● **Set task**:
Pull out every line of the data below that contains the string "sand", copying each one in full.

● **Supplied records**:
┄┄┄┄┄┄┄┄┄┄
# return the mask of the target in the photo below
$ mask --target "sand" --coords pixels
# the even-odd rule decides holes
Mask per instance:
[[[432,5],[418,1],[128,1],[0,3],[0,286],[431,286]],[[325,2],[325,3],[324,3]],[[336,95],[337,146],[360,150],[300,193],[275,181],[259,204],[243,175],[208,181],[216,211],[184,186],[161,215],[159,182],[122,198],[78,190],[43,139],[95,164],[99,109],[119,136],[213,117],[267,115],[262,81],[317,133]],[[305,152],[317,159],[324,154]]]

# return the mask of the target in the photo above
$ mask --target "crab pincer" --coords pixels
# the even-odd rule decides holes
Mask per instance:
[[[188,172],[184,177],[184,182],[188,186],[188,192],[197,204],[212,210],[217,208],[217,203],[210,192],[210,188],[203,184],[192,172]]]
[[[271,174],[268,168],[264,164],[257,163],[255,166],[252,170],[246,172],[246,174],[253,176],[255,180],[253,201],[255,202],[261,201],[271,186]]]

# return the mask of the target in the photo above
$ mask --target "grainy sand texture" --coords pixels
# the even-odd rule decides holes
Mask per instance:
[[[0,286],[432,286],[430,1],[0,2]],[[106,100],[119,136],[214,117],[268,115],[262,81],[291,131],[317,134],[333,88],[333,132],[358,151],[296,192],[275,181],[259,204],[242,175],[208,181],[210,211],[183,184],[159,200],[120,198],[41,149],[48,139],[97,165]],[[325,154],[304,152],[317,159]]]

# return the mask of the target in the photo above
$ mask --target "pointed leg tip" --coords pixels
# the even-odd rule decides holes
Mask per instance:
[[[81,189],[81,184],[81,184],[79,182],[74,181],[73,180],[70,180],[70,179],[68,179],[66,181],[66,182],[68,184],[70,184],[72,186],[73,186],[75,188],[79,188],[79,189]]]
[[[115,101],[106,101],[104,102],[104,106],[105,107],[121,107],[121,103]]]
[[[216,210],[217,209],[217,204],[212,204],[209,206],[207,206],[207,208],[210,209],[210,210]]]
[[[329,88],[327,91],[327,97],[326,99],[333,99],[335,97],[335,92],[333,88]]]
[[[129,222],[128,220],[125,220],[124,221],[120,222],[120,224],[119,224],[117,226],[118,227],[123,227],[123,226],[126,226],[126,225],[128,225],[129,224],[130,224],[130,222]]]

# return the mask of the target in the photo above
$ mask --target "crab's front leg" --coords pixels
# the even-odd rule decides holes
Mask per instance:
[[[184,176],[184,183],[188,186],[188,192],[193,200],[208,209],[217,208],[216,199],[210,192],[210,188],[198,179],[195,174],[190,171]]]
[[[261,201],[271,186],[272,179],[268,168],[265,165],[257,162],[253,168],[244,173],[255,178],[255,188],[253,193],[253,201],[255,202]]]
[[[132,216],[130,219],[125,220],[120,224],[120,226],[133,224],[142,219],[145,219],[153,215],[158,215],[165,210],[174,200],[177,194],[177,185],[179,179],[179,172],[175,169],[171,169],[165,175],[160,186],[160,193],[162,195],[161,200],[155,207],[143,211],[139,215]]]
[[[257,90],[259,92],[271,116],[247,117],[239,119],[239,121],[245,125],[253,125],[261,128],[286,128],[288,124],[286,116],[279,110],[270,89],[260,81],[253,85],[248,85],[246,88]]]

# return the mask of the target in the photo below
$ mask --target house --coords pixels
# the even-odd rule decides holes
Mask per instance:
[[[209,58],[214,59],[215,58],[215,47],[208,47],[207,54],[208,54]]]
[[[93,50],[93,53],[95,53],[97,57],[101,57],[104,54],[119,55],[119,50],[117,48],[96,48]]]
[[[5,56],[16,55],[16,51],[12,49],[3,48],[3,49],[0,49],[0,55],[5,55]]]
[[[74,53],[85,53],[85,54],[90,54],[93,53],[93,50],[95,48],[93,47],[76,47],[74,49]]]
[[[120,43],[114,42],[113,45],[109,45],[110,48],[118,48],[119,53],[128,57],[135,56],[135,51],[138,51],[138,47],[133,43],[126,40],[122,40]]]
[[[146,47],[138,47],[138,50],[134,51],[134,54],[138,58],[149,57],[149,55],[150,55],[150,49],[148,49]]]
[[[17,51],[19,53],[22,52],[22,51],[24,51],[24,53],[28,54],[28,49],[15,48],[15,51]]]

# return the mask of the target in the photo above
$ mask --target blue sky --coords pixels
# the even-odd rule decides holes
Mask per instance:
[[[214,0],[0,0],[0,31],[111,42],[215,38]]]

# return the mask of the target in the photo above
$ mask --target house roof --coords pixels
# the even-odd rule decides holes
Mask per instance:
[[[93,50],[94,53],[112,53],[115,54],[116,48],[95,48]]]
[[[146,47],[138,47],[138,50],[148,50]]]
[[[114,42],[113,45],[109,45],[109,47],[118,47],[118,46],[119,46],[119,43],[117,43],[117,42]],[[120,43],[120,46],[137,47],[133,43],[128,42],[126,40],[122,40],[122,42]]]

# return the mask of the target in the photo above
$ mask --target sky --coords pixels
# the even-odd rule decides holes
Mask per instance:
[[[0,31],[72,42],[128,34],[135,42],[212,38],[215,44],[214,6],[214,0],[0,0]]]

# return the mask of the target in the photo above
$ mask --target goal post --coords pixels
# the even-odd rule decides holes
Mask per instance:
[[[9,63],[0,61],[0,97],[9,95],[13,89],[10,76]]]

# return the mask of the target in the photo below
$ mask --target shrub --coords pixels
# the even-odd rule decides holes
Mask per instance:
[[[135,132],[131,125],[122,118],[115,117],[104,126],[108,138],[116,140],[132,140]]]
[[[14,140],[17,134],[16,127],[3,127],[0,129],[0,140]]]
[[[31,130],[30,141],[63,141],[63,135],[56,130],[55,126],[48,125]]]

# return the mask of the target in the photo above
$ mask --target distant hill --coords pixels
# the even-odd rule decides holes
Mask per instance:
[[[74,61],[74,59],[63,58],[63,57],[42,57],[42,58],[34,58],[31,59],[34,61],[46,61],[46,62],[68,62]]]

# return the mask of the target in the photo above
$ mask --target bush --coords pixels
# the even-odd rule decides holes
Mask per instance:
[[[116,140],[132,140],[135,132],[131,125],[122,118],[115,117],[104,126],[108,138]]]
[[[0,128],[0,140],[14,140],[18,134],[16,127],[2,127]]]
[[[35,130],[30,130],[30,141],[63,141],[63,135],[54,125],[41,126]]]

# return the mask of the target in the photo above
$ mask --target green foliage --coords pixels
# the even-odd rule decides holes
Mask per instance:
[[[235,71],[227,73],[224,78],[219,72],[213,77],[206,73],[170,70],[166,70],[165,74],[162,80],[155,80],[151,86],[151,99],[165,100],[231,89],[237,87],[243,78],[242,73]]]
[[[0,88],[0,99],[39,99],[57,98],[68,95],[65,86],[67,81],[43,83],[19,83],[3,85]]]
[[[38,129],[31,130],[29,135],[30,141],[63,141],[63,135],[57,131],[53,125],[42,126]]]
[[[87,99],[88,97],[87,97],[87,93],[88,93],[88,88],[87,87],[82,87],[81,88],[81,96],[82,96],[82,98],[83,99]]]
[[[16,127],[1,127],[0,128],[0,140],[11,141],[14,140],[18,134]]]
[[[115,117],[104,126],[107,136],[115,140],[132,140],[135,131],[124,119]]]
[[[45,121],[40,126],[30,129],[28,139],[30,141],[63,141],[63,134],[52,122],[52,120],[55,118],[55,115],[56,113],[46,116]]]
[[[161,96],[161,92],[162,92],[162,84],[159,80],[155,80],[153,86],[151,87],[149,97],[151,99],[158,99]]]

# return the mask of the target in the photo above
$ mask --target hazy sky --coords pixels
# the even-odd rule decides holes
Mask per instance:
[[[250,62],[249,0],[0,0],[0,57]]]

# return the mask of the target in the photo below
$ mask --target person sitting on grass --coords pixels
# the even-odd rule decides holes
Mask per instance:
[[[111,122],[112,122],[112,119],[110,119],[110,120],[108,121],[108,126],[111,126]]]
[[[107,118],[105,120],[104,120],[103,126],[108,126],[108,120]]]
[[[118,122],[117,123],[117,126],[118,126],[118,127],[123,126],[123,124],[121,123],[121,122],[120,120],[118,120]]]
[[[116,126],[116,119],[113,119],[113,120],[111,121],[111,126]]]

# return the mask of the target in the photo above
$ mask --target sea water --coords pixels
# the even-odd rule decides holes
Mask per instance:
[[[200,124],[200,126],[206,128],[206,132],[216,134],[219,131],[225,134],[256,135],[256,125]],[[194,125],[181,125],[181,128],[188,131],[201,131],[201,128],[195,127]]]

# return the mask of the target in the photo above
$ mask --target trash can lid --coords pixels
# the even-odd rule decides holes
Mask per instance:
┄┄┄┄┄┄┄┄┄┄
● **Response to the exercise**:
$ mask --target "sand" --coords pixels
$ mask --target "grainy sand texture" --coords pixels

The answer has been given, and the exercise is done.